> [Records shown]
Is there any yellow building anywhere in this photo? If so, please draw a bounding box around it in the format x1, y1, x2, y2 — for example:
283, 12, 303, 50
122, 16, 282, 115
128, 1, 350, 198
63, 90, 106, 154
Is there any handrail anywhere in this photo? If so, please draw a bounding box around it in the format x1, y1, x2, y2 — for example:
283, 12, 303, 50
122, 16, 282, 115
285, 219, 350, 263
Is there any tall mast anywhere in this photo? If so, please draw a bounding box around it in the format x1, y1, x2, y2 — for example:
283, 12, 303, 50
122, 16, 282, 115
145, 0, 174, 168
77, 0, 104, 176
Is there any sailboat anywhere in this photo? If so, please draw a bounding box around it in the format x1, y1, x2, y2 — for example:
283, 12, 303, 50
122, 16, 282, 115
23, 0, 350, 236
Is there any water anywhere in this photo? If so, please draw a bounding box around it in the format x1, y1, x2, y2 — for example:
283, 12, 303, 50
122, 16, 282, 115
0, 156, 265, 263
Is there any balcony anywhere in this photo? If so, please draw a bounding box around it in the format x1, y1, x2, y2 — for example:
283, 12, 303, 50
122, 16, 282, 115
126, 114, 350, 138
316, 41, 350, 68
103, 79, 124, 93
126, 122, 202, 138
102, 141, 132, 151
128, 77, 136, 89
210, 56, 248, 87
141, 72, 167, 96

> [Required work] Reproduce all of the material above line for line, with no changes.

> [Exercise solution]
Is there any yellow building anywhere in this photo? If so, please draw a bounding box around it in the format x1, y1, x2, y2 — for example:
283, 12, 303, 50
122, 16, 282, 115
128, 1, 350, 198
63, 90, 106, 154
Is there any handrail anywhere in this photo? If so, please draw a bounding box around it in the format x1, y1, x2, y2 — for example:
283, 12, 303, 50
122, 16, 282, 115
285, 219, 350, 263
Is there any tall mast anywhere in this photo? If so, please draw a bounding box around it in the format x1, y1, x2, y2 — for example:
283, 12, 303, 50
122, 16, 282, 115
145, 0, 174, 168
77, 0, 104, 176
Is there any sailboat anywhere in this photo? If so, please draw a bounding box around it in the format x1, y1, x2, y2 — for example:
283, 12, 303, 50
122, 16, 282, 115
23, 0, 350, 236
Is there any water anywhere in this photo? If so, please draw a bounding box around it in the format x1, y1, x2, y2 — for example:
283, 12, 303, 50
122, 16, 282, 115
0, 156, 265, 263
Is there any balcony anywhere in this photo? If so, please draw a bounding box around it in the format x1, y1, x2, y2 — for example:
283, 12, 303, 50
122, 16, 282, 115
126, 114, 350, 138
316, 41, 350, 68
103, 79, 124, 93
126, 122, 202, 138
102, 141, 132, 151
128, 77, 136, 89
210, 56, 248, 87
141, 72, 167, 96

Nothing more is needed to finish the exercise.